═══ Selected excerpt
Usually, it did not start that way, people had good intentions, and tried to follow the Scrum cookbook. Unfortunately, without any guidance or extreme perseverance, it is plain too easy to mess up the retrospective. If no concrete actions are scheduled at the end of the retro, if the same problems keep coming up at every retro, or if no problems at all are raised during the retro : your Scrum is somehow broken !

One of the promises of Scrum is to keep code quality high, in order to be able to adapt to late changes. Without a good retro to update the coding standards, the working agreements, or to spot and organize large scale refactoring, this will not happen.

One of the agile principle explicitly states the need for motivated team members. In Drive Daniel Pink explains that one of the ingredient for motivation is autonomy. As a way to fix recurring problems, effective retrospectives will create autonomy, and enable motivation. Dysfunctional retros will slowly kill both …

Although continuous improvement at all levels is one of the most important element in your process, it needs a bit of practice to setup right. After trying different approach in different teams, I compiled a list of the things that worked for me :

The cover of the Daniel Pink's "Drive" book

How to do successful retrospectives

Start !

Sounds obvious ! The first step is to schedule a recurring meeting and invite all the team. Someone should take care of facilitating. If you want to improve things, do this yourself at the beginning ! Once the practice is in place and everyone sees the benefits, you’ll be able to get some help.

Here is a crash-course about how to organize and drive your first retrospective. If your team is distributed, you’ll need a slightly different setup. In my previous team, we had success using Trello, you can read more about it here.

Just Do It picture

Make sure everyone talks

Retros should not be “just-another-boring-meeting” ! People should be excited to be there and to solve their recurring problems. I’ve seen retros where no one would speak, as if there was absolutely nothing to improve ! I’ve also been in retros where people raised collaboration issues, and came up with drastic improvements to the way they work, like adopting pair-programming for example.
══════
Direction: Repeat a passage of the retrospectives text word for word: begin at the words that have "The cover of" and stop after "about it here.". The data that comes next has no connection to the text above.
═══ Data provided
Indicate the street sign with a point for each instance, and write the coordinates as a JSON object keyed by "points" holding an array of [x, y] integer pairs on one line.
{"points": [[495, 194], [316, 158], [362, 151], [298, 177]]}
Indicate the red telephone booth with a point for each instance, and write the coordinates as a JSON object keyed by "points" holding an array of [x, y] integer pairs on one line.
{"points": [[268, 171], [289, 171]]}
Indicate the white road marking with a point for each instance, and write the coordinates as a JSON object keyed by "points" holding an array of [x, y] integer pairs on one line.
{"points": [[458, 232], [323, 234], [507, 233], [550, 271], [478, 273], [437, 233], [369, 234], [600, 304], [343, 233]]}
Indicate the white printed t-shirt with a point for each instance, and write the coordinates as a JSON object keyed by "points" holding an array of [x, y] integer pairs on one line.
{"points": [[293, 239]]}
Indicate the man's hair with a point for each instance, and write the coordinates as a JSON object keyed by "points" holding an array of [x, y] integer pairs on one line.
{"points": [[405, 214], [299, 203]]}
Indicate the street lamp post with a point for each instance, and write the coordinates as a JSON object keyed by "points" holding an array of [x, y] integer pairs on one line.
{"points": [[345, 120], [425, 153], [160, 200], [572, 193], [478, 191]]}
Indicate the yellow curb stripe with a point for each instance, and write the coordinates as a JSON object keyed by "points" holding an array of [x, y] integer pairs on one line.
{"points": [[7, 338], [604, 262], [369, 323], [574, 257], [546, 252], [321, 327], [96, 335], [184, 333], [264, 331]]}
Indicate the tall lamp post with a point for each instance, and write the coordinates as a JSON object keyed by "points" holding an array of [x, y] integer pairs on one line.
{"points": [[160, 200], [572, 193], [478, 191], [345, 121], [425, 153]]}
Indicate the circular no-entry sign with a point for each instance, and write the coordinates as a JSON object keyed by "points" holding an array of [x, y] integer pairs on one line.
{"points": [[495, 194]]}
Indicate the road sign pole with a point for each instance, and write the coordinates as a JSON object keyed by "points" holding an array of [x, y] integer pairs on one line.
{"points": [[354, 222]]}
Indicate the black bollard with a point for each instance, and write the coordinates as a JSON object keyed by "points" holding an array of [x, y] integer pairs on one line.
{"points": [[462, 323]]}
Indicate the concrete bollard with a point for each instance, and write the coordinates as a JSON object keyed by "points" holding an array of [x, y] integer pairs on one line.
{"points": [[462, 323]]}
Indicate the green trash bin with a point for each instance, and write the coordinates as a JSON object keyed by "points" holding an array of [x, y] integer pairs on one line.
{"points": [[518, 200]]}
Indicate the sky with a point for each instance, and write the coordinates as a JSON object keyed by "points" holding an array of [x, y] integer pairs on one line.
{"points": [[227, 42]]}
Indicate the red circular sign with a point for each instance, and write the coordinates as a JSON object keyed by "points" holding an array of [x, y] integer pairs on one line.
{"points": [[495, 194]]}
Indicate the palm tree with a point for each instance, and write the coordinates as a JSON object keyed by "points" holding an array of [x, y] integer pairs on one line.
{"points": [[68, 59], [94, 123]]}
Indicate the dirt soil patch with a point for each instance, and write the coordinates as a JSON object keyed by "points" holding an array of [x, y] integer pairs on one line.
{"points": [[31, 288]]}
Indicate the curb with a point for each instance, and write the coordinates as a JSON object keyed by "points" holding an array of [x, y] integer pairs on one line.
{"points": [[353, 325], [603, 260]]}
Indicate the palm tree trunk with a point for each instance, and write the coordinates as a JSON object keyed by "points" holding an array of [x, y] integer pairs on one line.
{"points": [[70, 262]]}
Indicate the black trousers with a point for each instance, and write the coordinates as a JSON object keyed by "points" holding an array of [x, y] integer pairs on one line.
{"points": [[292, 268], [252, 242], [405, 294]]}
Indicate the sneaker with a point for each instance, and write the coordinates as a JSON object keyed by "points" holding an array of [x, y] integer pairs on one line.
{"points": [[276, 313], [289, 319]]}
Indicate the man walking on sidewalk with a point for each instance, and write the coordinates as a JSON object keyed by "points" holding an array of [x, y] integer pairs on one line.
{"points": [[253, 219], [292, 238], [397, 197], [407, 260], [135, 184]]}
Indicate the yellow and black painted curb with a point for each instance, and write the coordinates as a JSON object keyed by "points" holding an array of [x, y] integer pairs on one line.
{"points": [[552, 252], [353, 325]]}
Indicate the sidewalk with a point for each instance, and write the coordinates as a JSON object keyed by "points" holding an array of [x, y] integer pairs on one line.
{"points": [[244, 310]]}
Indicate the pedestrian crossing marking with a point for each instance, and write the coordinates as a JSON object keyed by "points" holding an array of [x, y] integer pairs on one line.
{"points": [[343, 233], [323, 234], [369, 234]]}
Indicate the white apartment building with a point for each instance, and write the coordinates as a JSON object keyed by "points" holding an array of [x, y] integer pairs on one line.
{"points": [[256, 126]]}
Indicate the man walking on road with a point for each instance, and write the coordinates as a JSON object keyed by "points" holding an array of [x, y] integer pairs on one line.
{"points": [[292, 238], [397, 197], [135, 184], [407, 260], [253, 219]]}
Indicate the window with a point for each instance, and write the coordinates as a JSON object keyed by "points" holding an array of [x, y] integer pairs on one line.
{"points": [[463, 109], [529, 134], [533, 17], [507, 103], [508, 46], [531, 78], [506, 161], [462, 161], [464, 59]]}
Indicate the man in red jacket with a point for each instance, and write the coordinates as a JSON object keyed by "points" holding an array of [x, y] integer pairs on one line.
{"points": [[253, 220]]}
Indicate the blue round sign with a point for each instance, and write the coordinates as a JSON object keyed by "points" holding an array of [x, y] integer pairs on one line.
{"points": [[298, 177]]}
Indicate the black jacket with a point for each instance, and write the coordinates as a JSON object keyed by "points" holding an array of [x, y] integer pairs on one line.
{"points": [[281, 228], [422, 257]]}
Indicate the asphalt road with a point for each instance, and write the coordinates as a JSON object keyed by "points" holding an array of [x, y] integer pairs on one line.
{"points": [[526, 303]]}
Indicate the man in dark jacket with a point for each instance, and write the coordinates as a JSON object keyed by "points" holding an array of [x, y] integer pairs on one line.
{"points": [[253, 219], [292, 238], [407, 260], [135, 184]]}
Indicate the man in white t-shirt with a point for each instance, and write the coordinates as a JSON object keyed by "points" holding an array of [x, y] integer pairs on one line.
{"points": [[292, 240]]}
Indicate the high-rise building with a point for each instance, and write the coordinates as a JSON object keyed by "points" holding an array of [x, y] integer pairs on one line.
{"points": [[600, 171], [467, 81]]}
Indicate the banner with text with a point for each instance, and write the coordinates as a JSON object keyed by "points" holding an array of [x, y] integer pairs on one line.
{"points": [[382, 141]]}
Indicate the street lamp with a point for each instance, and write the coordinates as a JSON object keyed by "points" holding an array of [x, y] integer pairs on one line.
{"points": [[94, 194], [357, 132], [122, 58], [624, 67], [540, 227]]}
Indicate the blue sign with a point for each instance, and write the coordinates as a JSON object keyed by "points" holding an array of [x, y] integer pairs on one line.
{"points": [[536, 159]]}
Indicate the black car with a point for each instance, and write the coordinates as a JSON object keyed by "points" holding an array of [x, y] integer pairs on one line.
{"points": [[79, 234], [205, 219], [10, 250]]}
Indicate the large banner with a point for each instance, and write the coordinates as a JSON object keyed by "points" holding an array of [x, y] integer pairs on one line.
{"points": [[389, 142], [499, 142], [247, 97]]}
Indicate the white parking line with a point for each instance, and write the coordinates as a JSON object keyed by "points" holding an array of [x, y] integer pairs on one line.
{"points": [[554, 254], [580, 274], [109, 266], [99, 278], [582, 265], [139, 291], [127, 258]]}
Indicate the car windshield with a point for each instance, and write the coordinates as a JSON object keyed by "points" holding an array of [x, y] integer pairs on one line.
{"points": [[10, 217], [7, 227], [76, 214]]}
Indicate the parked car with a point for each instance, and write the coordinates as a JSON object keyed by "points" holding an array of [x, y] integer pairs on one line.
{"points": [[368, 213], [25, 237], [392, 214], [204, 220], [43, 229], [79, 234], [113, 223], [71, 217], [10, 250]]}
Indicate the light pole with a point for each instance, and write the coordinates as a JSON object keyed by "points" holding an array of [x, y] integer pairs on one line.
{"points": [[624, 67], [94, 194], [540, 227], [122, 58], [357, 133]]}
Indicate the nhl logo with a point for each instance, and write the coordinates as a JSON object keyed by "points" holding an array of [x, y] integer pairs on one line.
══════
Solved exercise:
The cover of the Daniel Pink's "Drive" book

How to do successful retrospectives

Start !

Sounds obvious ! The first step is to schedule a recurring meeting and invite all the team. Someone should take care of facilitating. If you want to improve things, do this yourself at the beginning ! Once the practice is in place and everyone sees the benefits, you’ll be able to get some help.

Here is a crash-course about how to organize and drive your first retrospective. If your team is distributed, you’ll need a slightly different setup. In my previous team, we had success using Trello, you can read more about it here.